• **DOCUMENT**:
<<<<

- Also known as: Haunted Encounters: Face to Face
- Genre: Paranormal Reality TV
- Starring: Chelsea Damali Daniel Hooven Josh "Helmey" Kramer Jordan Murphy
- Composer: Raney Shockne
- Country of origin: United States
- Original language: English
- No. of seasons: 1
- No. of episodes: 5

Production
- Executive producers: Casey Brumels Brad Kuhlman
- Cinematography: Douglas Cheney
- Editors: James Cude Fernando Herrara Paul Morzella Nick Termini Malinda Zehner
- Camera setup: Paul Mayne
- Running time: 45 minutes
- Production company: Ping Pong Productions

Original release
- Network: Biography Channel
- Release: December 1 – December 28, 2012

= Haunted Encounters =

Haunted Encounters (also known as Haunted Encounters: Face to Face) is an American paranormal television series that premiered on December 1, 2012, on the Biography Channel. The program features a paranormal investigation team, the Paranormal Syndicate, that investigates haunted hotspots that are the list of reportedly haunted locations and gather evidence to prove that it is haunted. Episodes aired at 10:00PM EST.

==Cast and crew==
Investigation team: Paranormal Syndicate
- Daniel Hooven - Lead Investigator
- Josh "Helmey" Kramer - Technical Specialist
- Chelsea Damali - Psychic/Medium
- Captain - K9 Investigator
- Jordan Murphy - Case Manager

==Series overview==

| Season | Episodes |  | Originally released |  |
| First released | Last released |
| 1 | 5 |  | December 1, 2012 | December 28, 2012 |

==Episodes==

| No. | Title | Location | Original release date |
| 1 | "Lizzie Borden/Silent Movie Theater" | Lizzie Borden Murder House, Fall River, Massachusetts Silent Movie Theatre, Hollywood, California | November 30, 2012 |
"The Lizzie Borden Murders": The series preimere features the investigation team known as the Paranormal Syndicate conduct a paranormal investigation of the Lizzie Borden Murder House, home of one of history's most infamous and brutal murders. "The Silent Theater Hauntings": They also investigate a haunted silent movie theater, one of Hollywood's most historic landmarks, with the help of their canine investigator, Captain.
| 2 | "Black Dahlia/Boston's Haunted Underworld" | Black Dahlia Murder House, Los Angeles, California Boston Common, Boston, Massachusetts | October 8, 2012 |
"The Black Dahlia Murder House": The Paranormal Syndicate first heads to the City of Angels to investigate a house believed to be the site of the infamous Black Dahlia murder. "Boston's Haunted Underworld": Next, the team travels to Beantown where they gain exclusive access into a system of long-abandoned subway tunnels deep beneath the city that once served as the epicenter to tragedies and death for over a century.

>>>>

• **SOURCE RECORDS**:
<<<<

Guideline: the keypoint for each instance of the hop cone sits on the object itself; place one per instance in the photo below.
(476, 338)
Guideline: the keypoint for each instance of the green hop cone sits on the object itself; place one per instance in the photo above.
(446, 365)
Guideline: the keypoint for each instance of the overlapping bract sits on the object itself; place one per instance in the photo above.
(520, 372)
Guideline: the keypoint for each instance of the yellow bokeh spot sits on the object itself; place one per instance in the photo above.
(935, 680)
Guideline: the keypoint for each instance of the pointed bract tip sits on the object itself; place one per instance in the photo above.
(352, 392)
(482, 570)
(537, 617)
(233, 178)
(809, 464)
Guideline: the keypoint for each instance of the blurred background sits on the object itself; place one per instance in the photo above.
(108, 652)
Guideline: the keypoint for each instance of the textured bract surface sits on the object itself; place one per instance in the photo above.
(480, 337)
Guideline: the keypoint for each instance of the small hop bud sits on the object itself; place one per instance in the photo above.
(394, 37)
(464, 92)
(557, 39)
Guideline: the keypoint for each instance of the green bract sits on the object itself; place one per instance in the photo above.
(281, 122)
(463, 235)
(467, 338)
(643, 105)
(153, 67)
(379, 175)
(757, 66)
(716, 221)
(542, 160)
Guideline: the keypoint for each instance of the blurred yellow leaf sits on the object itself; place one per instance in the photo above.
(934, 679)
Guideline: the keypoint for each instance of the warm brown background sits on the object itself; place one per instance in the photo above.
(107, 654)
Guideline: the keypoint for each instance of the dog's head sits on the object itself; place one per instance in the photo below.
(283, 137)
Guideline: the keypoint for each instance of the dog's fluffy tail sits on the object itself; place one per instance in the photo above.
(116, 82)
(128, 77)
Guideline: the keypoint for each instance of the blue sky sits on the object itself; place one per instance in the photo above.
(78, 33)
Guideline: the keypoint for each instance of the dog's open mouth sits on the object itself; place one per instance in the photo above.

>>>>

• **WRITTEN REQUEST A**:
In the Haunted Encounters text, what role does Captain hold on the investigation team?
• **WRITTEN REQUEST B**:
Reproduce the records verbatim from the line with "Guideline: the keypoint for each instance of the blue" through the last line of the records.

• **FULL RESPONSE A**:
Captain is the K9 Investigator.

• **FULL RESPONSE B**:
Guideline: the keypoint for each instance of the blue sky sits on the object itself; place one per instance in the photo above.
(78, 33)
Guideline: the keypoint for each instance of the dog's open mouth sits on the object itself; place one per instance in the photo above.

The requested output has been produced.